---------- Records shown ----------
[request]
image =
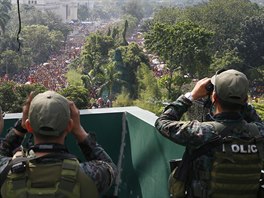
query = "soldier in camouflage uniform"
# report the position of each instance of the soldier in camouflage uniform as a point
(229, 99)
(50, 117)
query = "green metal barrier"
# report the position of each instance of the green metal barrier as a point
(128, 135)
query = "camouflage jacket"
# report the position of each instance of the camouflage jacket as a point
(98, 165)
(193, 134)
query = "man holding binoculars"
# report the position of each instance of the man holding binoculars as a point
(224, 155)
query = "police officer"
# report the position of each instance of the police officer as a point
(233, 167)
(47, 169)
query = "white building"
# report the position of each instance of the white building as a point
(66, 9)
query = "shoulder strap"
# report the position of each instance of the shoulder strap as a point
(259, 139)
(20, 160)
(182, 172)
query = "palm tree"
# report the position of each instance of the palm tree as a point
(111, 76)
(5, 7)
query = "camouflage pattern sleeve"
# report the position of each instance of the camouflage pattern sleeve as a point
(99, 166)
(11, 142)
(249, 113)
(187, 133)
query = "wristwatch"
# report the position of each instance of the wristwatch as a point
(188, 95)
(18, 127)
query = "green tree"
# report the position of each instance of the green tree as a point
(8, 61)
(250, 42)
(78, 94)
(83, 13)
(5, 7)
(133, 8)
(132, 58)
(148, 85)
(183, 46)
(222, 18)
(111, 76)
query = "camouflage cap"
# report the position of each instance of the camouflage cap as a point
(231, 86)
(49, 113)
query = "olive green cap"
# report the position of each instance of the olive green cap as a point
(49, 113)
(231, 86)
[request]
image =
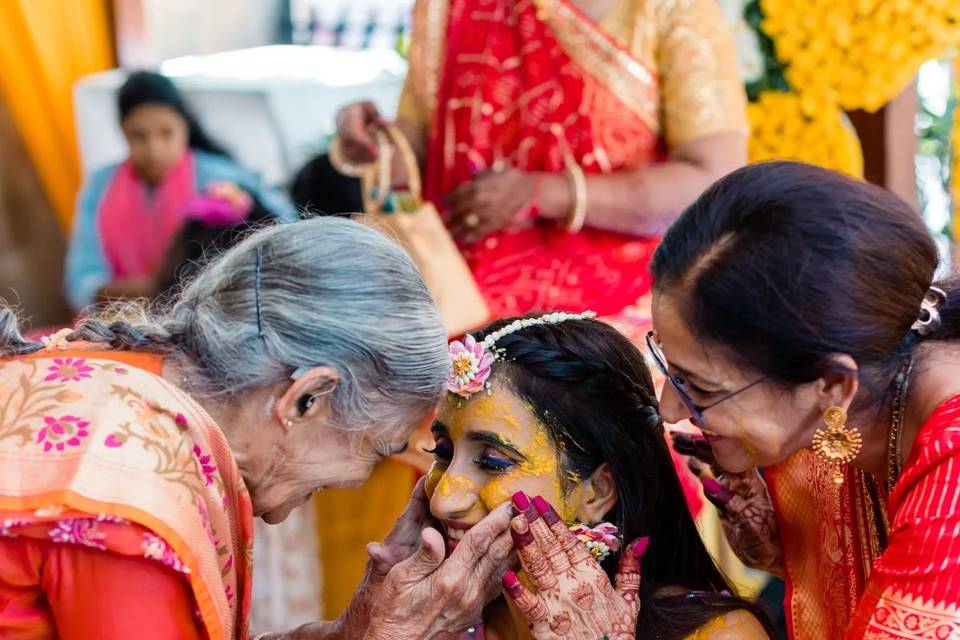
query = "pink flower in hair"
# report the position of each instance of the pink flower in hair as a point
(470, 363)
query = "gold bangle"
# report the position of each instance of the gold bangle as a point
(578, 214)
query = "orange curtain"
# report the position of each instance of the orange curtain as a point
(45, 47)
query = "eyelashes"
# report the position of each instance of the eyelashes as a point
(493, 463)
(443, 454)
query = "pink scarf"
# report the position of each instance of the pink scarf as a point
(138, 225)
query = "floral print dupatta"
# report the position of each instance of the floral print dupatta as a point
(96, 449)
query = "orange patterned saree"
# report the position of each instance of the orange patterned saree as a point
(852, 575)
(99, 453)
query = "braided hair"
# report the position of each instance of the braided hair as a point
(592, 391)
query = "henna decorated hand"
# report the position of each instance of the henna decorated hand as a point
(746, 511)
(574, 599)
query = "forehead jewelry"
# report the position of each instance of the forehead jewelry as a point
(470, 361)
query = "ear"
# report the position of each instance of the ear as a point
(598, 495)
(308, 396)
(840, 384)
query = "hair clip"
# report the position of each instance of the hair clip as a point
(929, 319)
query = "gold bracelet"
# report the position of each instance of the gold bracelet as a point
(578, 214)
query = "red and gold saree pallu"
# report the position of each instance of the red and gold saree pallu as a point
(534, 85)
(97, 450)
(851, 576)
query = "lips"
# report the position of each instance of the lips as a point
(455, 532)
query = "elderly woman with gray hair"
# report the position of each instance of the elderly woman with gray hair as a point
(136, 449)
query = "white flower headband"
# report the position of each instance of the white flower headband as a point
(470, 361)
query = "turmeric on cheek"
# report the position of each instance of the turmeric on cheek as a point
(494, 494)
(451, 485)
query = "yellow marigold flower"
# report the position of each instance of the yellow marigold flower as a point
(861, 52)
(785, 128)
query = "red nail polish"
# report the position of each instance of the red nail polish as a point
(509, 580)
(546, 511)
(520, 501)
(640, 546)
(715, 490)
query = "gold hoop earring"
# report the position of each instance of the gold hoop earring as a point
(837, 445)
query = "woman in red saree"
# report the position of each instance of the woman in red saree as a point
(788, 297)
(136, 449)
(560, 137)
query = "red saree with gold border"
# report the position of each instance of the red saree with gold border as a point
(852, 575)
(99, 452)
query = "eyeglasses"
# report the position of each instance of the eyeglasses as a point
(696, 410)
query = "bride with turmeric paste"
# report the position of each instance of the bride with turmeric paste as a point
(560, 410)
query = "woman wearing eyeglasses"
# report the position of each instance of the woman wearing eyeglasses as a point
(799, 326)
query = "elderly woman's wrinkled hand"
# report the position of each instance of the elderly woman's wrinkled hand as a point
(400, 544)
(574, 599)
(426, 596)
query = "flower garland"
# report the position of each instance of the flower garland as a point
(859, 54)
(786, 126)
(807, 61)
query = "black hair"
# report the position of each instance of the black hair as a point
(785, 264)
(591, 389)
(147, 87)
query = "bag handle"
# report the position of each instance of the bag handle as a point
(414, 182)
(376, 177)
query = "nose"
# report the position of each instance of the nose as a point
(454, 497)
(672, 407)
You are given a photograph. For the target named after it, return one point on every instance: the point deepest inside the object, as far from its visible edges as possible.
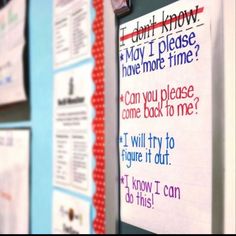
----------
Work required.
Your copy should match the records above word for word, but without images.

Exercise response.
[request]
image =
query = "soldier in camouflage uniform"
# report the position of each instance of the soldier in camouflage uniform as a point
(229, 99)
(50, 117)
query = "green metal barrier"
# report the position of each instance of the green metal barrier as a point
(128, 135)
query = "camouflage jacket"
# report the position of each instance of the camouflage jacket as a point
(98, 165)
(193, 134)
query = "man holding binoculars"
# report the position of each instance of the man holding binoculars as a point
(224, 155)
query = "police officer"
# report the position of each instance of the police officer as a point
(233, 167)
(47, 169)
query = "white building"
# report the position of each instance of the white building as a point
(66, 9)
query = "shoulder strap"
# report the position of each instance of the shoulder strap as a point
(259, 139)
(20, 160)
(182, 172)
query = "palm tree"
# report the position of each instance of the palm tree as a point
(111, 76)
(5, 7)
query = "camouflage pattern sleeve"
# report the position of each instance of the camouflage pattern sleeve as a point
(99, 166)
(11, 142)
(249, 113)
(187, 133)
query = "wristwatch"
# report the position of each instance of the wristwatch as a point
(188, 95)
(18, 127)
query = "green tree"
# report the position of each instance of the green tree as a point
(8, 61)
(250, 42)
(78, 94)
(83, 13)
(5, 7)
(133, 8)
(132, 58)
(148, 85)
(183, 46)
(222, 18)
(111, 76)
query = "camouflage cap"
# report the position of each instance of the camouflage cap as a point
(231, 86)
(49, 113)
query = "olive green cap"
# report the position of each instance of the olive green cap as a point
(49, 113)
(231, 86)
[request]
image =
query = "pink flower in hair"
# report the position of each instance of the pink flower in hair as a point
(470, 363)
query = "gold bangle"
# report the position of each instance of the gold bangle as a point
(578, 214)
query = "orange curtain"
# report the position of each instance of the orange curtain as a point
(45, 47)
query = "eyelashes"
# report the position of each instance of the eyelashes as a point
(493, 463)
(443, 454)
query = "pink scarf"
# report the position of each instance of the pink scarf as a point
(138, 225)
query = "floral print dupatta"
# report the position of each instance of the floral print dupatta as a point
(96, 449)
query = "orange patterned saree"
# report the position of each instance of the orange patterned saree as a point
(852, 575)
(99, 453)
query = "braided hair"
# report the position of each instance of the braided hair as a point
(592, 391)
query = "henna decorated hand"
# report the position of each instance of the henna decorated hand as a point
(746, 511)
(574, 599)
query = "forehead jewelry"
# report the position of each instance of the forehead jewelry as a point
(470, 361)
query = "ear"
# report the position of each instance of the ear as a point
(598, 495)
(308, 396)
(840, 384)
query = "hair clip"
# report the position of each instance of the hair clip as a point
(929, 319)
query = "gold bracelet"
# report the position of each instance of the gold bracelet as a point
(578, 214)
query = "red and gold saree pallu"
# report the position of each instance of the red and gold saree pallu as a point
(534, 85)
(97, 450)
(851, 576)
query = "lips"
# report the position of each instance of the lips as a point
(455, 532)
query = "elderly woman with gray hair"
# report the position of each instance of the elderly woman with gray hair as a point
(136, 449)
query = "white flower headband"
# report the position of each instance of the white flower headband as a point
(470, 361)
query = "turmeric on cheek"
# report the position of each instance of the turmeric on cheek as a point
(494, 494)
(451, 485)
query = "yellow marigold flower"
# report the position of each instance of the yellow marigold flower as a point
(861, 52)
(785, 128)
query = "red nail polish"
# report the position of each instance of the red nail polish as a point
(509, 580)
(546, 511)
(520, 501)
(640, 546)
(715, 490)
query = "gold hoop earring"
# report the position of each instance of the gold hoop earring as a point
(837, 445)
query = "woman in red saree"
# report the position of each instance of the woman in red saree as a point
(788, 297)
(136, 449)
(560, 137)
query = "red saree with gold border"
# report the position of each instance of the red saree with gold border as a point
(852, 575)
(99, 452)
query = "eyeglasses"
# report the position of each instance of the eyeglasses as a point
(696, 410)
query = "bride with turmeric paste"
# report the position of each instance of the bride with turmeric paste as a point
(560, 410)
query = "woman wearing eyeglasses"
# report the position of each instance of the woman wearing eyeglasses as a point
(799, 326)
query = "elderly woman's wrinkled hand"
# report the position of each instance of the elderly woman's wrinkled hand as a point
(400, 544)
(574, 599)
(426, 596)
query = "flower garland"
# report the position of each instance of the flower garland as a point
(859, 54)
(786, 126)
(807, 61)
query = "black hair"
# report the position of each instance of the black hair as a point
(785, 264)
(591, 389)
(147, 87)
query = "bag handle"
# report the position of each instance of the bag handle as a point
(414, 182)
(376, 177)
query = "nose"
# report the position of each instance of the nose as a point
(454, 497)
(672, 407)
You are given a photograph. For the target named after it, return one point on every instance: the point deepest inside the object, as far from its visible edges as possible.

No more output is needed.